• Given records
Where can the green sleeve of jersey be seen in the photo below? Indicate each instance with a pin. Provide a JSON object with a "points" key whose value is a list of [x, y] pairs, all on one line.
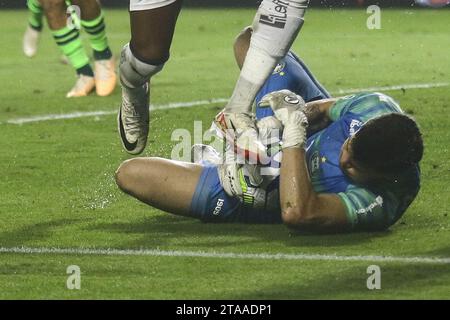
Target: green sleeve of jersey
{"points": [[363, 105], [367, 210]]}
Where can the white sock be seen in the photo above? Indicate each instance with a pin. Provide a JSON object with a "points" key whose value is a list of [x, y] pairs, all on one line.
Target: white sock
{"points": [[275, 27], [135, 73]]}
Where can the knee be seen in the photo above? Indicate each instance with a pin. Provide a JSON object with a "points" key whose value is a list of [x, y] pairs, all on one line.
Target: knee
{"points": [[154, 54], [127, 174]]}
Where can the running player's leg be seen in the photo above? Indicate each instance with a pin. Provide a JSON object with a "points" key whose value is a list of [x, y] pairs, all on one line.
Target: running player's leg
{"points": [[67, 37], [152, 27], [93, 22], [291, 73], [34, 28], [276, 25]]}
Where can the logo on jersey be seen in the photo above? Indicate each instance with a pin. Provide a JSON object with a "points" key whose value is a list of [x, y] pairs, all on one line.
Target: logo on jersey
{"points": [[218, 207], [355, 125], [279, 68], [276, 20], [377, 203], [315, 162]]}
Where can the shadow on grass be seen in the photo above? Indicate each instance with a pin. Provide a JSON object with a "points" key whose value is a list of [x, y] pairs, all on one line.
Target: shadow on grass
{"points": [[159, 230], [33, 232], [398, 281]]}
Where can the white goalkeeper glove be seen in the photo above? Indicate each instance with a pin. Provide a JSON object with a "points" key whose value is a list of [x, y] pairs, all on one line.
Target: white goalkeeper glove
{"points": [[239, 180], [288, 108]]}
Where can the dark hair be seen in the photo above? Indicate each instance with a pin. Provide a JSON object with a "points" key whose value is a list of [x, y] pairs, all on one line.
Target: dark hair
{"points": [[388, 144]]}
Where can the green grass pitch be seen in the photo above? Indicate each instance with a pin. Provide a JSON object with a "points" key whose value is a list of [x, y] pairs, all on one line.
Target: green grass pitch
{"points": [[57, 187]]}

• Exercise description
Collect from the data above every line that includes "each".

• Task response
Where can the green sleeve of jersey be seen in the photo below? Indicate each instance with a pin. Provide a JSON object with a "points" key whose value is a list of [x, y] pairs, all on one line.
Where can the white sock be seen in the photo above? Indicate each instance with a pin. Provide a JSON object with a "points" key whose value is a list of [x, y] pairs, all on one line.
Where can the knee be seen in the photo above? Indicate each instance with a pin. Provide a JSON object with a "points" key whose value is a list of [x, y] pairs, all on one line.
Where can the running player's leg be seen in the photo above? Indicate each instance with a pin. Provide a JSON object with a "points" key whose value is a list of [x, y] pairs, all on one line.
Where can the logo on jersey be seen in the photo above? Indicate each instance with a pin. Provide a JSON object with a "points" key whose value is a list of [x, y] pairs, all on one line.
Where can the shadow on grass be seen in the photo above? Indicate each instance with a pin. Provide a JSON object with a "points" key whose value is a list of [x, y] pairs, all on one line.
Where can the white goalkeeper glove be seen in the photo above? Indicate each instance with a pin. Provide a JSON object with a "points" key whose value is a list of [x, y] pairs, all on one line.
Where can the dark hair be seen in the photo above? Indicate each instance with a pin. Provide a JSON object with a "points" key whose value is a list of [x, y] pairs, all on one line.
Where can the green grass pitch be seen in the photo above? Indicate each instance with a pin. Provide a JSON object with a "points" key whose value is a list of [x, y] pairs, all on one line.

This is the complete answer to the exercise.